WORK INSTRUCTIONS: Convert the records below into a two-column CSV with the columns instruction and mask, one row per record: the record's text goes under instruction and its answer under mask. Put each field in quotes, turn line breaks into spaces, and leave the pictures out.

[Segmentation labeling entries]

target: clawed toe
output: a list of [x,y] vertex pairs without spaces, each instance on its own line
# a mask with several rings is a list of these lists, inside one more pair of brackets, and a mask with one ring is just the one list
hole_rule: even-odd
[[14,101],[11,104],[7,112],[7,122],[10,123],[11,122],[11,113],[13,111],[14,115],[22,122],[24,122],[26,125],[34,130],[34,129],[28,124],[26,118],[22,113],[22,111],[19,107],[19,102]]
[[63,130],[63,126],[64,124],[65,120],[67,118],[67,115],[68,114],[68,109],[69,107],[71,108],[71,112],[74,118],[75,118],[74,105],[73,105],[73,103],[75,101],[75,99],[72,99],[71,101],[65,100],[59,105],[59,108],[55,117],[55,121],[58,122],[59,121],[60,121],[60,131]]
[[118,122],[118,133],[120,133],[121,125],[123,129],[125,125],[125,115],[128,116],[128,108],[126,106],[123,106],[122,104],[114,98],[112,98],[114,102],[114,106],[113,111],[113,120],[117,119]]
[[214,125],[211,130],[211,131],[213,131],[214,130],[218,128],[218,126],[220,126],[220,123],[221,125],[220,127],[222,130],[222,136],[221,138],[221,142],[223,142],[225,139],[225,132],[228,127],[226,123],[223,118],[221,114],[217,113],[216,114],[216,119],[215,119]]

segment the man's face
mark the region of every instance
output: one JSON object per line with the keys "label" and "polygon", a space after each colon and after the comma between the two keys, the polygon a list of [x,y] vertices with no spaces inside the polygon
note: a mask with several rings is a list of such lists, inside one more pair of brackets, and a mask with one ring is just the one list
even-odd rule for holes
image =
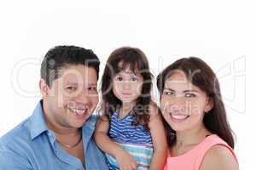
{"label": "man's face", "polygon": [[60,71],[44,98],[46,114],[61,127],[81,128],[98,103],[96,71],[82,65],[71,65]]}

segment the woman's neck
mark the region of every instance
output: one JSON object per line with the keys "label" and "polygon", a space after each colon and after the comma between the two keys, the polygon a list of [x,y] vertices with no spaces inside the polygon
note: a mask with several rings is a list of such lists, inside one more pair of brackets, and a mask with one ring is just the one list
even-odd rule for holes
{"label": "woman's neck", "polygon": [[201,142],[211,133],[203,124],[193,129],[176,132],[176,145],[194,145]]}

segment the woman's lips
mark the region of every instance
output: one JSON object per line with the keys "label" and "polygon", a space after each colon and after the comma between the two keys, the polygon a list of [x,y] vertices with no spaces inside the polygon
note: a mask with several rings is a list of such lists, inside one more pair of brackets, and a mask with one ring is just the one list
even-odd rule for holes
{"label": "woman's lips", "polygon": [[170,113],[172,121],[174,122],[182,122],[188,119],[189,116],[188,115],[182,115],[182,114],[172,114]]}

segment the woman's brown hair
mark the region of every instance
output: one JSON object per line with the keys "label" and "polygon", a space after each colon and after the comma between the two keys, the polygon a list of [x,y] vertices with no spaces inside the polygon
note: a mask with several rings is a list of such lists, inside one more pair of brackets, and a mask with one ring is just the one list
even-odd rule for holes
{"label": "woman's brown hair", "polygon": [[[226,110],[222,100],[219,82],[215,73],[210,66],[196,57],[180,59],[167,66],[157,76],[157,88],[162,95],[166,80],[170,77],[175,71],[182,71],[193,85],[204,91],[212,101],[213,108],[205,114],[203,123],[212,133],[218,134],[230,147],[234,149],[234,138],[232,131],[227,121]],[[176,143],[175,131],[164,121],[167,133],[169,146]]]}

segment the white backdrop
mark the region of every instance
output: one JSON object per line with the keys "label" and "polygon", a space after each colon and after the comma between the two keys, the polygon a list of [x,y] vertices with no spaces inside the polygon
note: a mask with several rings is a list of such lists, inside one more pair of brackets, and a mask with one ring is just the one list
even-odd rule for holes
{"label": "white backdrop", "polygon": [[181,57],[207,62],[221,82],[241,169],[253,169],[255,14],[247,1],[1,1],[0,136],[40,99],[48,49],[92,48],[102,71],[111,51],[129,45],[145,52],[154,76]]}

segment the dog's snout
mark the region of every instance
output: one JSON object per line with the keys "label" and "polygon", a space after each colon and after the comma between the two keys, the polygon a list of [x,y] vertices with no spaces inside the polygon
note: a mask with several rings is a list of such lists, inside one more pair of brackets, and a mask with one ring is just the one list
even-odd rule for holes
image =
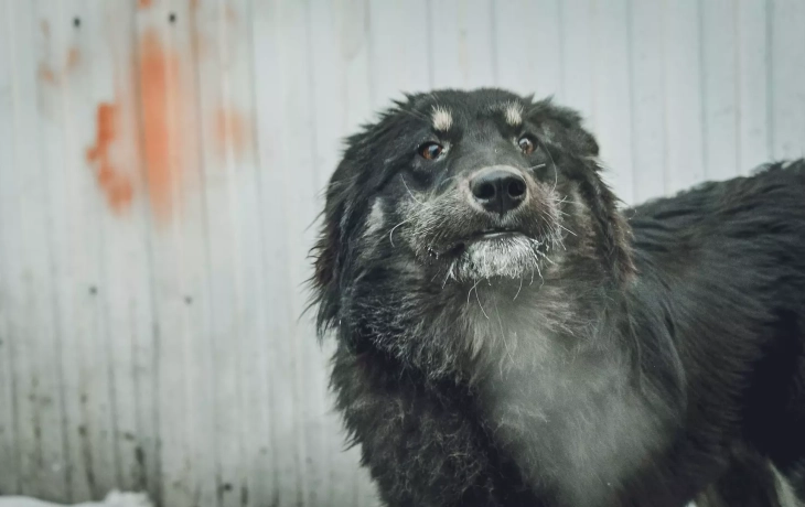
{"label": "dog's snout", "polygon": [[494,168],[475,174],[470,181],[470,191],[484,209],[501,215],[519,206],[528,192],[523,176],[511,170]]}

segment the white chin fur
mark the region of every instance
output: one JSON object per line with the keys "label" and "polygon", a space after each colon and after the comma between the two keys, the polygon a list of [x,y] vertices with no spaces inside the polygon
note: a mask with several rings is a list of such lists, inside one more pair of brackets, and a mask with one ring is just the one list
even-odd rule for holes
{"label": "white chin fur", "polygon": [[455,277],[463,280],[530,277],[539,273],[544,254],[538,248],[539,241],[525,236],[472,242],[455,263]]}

COMPLETE OUTPUT:
instruction,mask
"target: clawed toe output: a list of [x,y] vertex pairs without spaces, each instance on its own line # a mask with several rings is a list of these lists, inside one more pair of brackets, and a mask with one ring is just the one list hole_rule: even-odd","[[14,101],[11,104],[7,112],[7,122],[10,123],[11,122],[11,113],[13,111],[14,115],[22,122],[24,122],[26,125],[34,130],[34,129],[28,124],[26,118],[22,113],[22,111],[19,107],[19,102]] [[63,130],[63,126],[64,124],[65,120],[67,118],[67,115],[68,114],[68,109],[69,107],[71,108],[71,112],[74,118],[75,118],[74,105],[73,105],[73,103],[75,101],[75,99],[72,99],[71,101],[65,100],[59,105],[59,108],[55,117],[55,121],[58,122],[59,121],[60,121],[60,131]] [[118,122],[118,133],[120,133],[121,125],[123,129],[125,125],[125,115],[128,116],[128,108],[126,106],[123,106],[122,104],[114,98],[112,98],[114,102],[114,106],[113,111],[113,120],[117,119]] [[214,125],[211,130],[211,131],[213,131],[214,130],[218,128],[218,126],[220,126],[220,123],[221,125],[220,127],[222,130],[222,136],[221,138],[221,142],[223,142],[225,139],[225,132],[228,127],[226,123],[223,118],[221,114],[217,113],[216,114],[216,119],[215,119]]"
"segment the man's face mark the region of every instance output: one JSON object per line with the keys ""label"" and ""polygon"", a space after each colon and after the comma between the two keys, the polygon a list of [x,y] vertices with no spaces inside the polygon note: a mask with several rings is a list of such lists, inside one more pair of brackets, and a mask with one ring is just the one list even-odd rule for holes image =","{""label"": ""man's face"", ""polygon"": [[60,71],[44,98],[46,114],[61,127],[81,128],[98,103],[96,71],[82,65],[71,65]]}"
"segment the woman's neck mark the region of every instance output: one JSON object per line with the keys ""label"" and ""polygon"", a space after each colon and after the comma between the two keys, the polygon a list of [x,y] vertices with no spaces inside the polygon note: a mask with several rings is a list of such lists, inside one more pair of brackets, and a mask with one ring is just the one list even-odd rule for holes","{""label"": ""woman's neck"", ""polygon"": [[201,142],[211,133],[203,124],[193,129],[176,132],[176,145],[194,145]]}"
"segment the woman's lips mark the region of every instance output: one JSON object per line with the keys ""label"" and ""polygon"", a space after each colon and after the comma between the two keys, the polygon a list of [x,y] vertices with no spaces inside the polygon note: a mask with several rings is a list of such lists, inside one more pair of brackets, and a mask with one ring is just the one list even-odd rule for holes","{""label"": ""woman's lips"", ""polygon"": [[170,113],[172,121],[174,122],[182,122],[188,119],[189,116],[188,115],[182,115],[182,114],[172,114]]}"
"segment the woman's brown hair mark the region of every instance output: one JSON object per line with the keys ""label"" and ""polygon"", a space after each colon and after the comma between the two keys, the polygon a list of [x,y] vertices with no spaces inside the polygon note: a mask with several rings is a list of such lists, inside one more pair of brackets, and a mask with one ring is just the one list even-odd rule for holes","{""label"": ""woman's brown hair"", ""polygon"": [[[226,110],[222,100],[219,82],[215,73],[210,66],[196,57],[180,59],[167,66],[157,76],[157,88],[162,95],[166,80],[170,77],[175,71],[182,71],[193,85],[204,91],[212,101],[213,108],[205,114],[203,123],[212,133],[218,134],[230,147],[234,149],[234,138],[232,131],[227,121]],[[176,143],[175,131],[164,121],[167,133],[169,146]]]}"
"segment the white backdrop mark the region of every instance output: one JSON object per line with the keys ""label"" and ""polygon"", a space after each colon and after the comma between the two keys, the polygon a list of [x,y] vertices with no spaces inside the polygon note: a mask with several rings is a list of such lists, inside one more pair of brackets, and a mask with one ring is just the one list even-odd rule for holes","{""label"": ""white backdrop"", ""polygon"": [[181,57],[207,62],[221,82],[241,169],[253,169],[255,14],[247,1],[1,1],[0,136],[40,99],[48,49],[92,48],[102,71],[111,51],[129,45],[145,52],[154,76]]}"
"segment the dog's snout mark the region of every instance output: one JSON object per line with the keys ""label"" and ""polygon"", a space after each colon and after the comma between the two keys, the polygon a list of [x,y] vertices with no spaces inside the polygon note: a mask with several rings is a list of such lists, inside one more pair of brackets, and a mask with one ring is just the one list even-odd rule for holes image =","{""label"": ""dog's snout"", ""polygon"": [[494,168],[475,174],[470,181],[470,191],[484,209],[501,215],[519,206],[528,192],[523,176],[511,170]]}"
"segment the white chin fur mark the region of every instance output: one JSON object per line with the keys ""label"" and ""polygon"", a space after each colon and after the comma between the two keys, the polygon a list of [x,y] vertices with no spaces inside the polygon note: a mask with several rings is a list of such lists, inside one more pair of brackets, and a mask with one ring is just the one list even-odd rule for holes","{""label"": ""white chin fur"", ""polygon"": [[455,277],[463,280],[530,277],[539,273],[544,254],[538,248],[539,241],[525,236],[472,242],[455,263]]}"